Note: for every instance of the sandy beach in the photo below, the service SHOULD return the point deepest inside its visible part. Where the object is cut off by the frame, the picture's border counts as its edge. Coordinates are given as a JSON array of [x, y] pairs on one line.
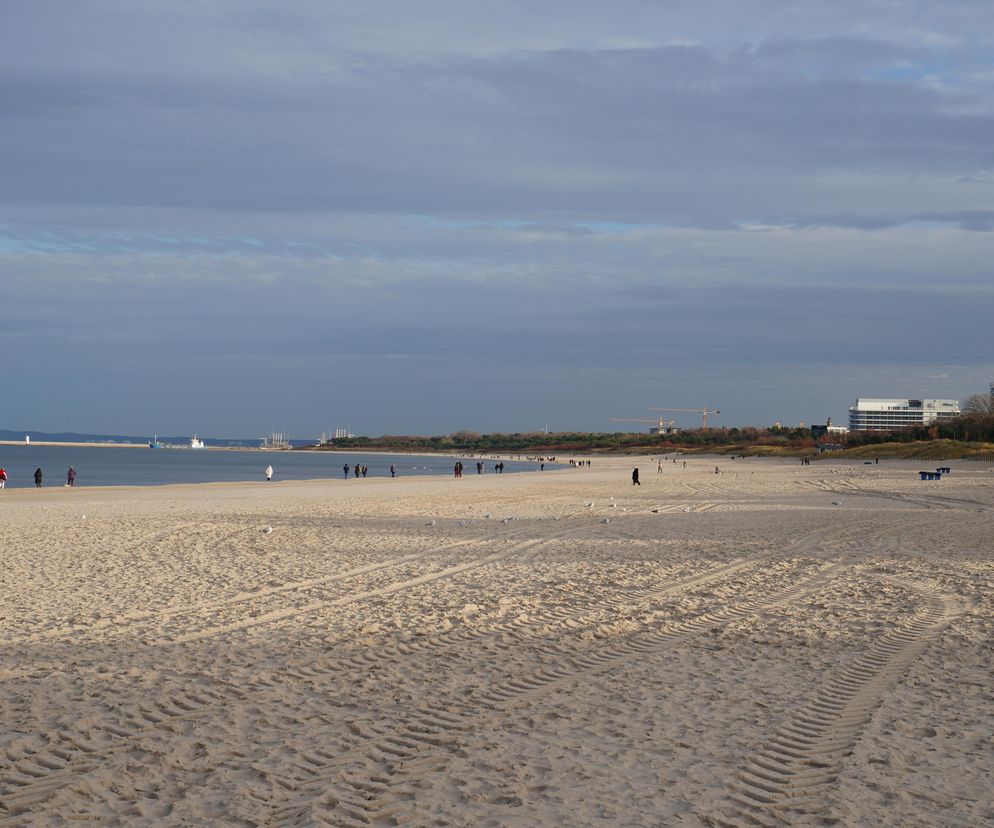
[[776, 644]]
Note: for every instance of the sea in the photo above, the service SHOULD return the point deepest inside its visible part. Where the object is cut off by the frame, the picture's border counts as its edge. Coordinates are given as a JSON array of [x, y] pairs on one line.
[[102, 466]]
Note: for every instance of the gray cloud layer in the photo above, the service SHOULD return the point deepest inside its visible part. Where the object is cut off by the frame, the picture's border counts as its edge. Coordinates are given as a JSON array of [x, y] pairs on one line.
[[663, 200]]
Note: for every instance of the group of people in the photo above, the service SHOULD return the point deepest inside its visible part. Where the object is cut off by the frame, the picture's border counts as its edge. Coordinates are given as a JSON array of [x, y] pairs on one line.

* * *

• Instructions to follow:
Copy out every one of the records above word for word, omitting the pictures.

• Complete answer:
Note: for every instance of the sandy beach in the photo below, the service SHOULD return the point deepest inside its visible part. Where the object is cut off by the frame, the picture's border counts as its edge. Coordinates are given as a JSON array of [x, y] pairs on one line.
[[776, 644]]
Note: for every instance of the sea in the photo above, the service SHOULD return the point deepest inside its visible part. Where the object is cut off by the frame, the picture's border counts as its edge. Coordinates are given as a JSON array of [x, y] pairs on one line.
[[102, 466]]
Note: for every instance of the gray cloud layer in the photo above, the service SHOULD return the point deepest inside its visible part. Where the object is cut off by the frame, the picture's border counts as its edge. Coordinates are given as a JSON array of [x, y] pairs on one line.
[[663, 200]]
Note: for every instance of the group of people in the photo above, the service SHOULD return the point deepest inside its visible part. Where the object is cut off by the frame, the picture's border counts as its edge. Coordinates are given as a JSON array of [x, y] pairs on one line.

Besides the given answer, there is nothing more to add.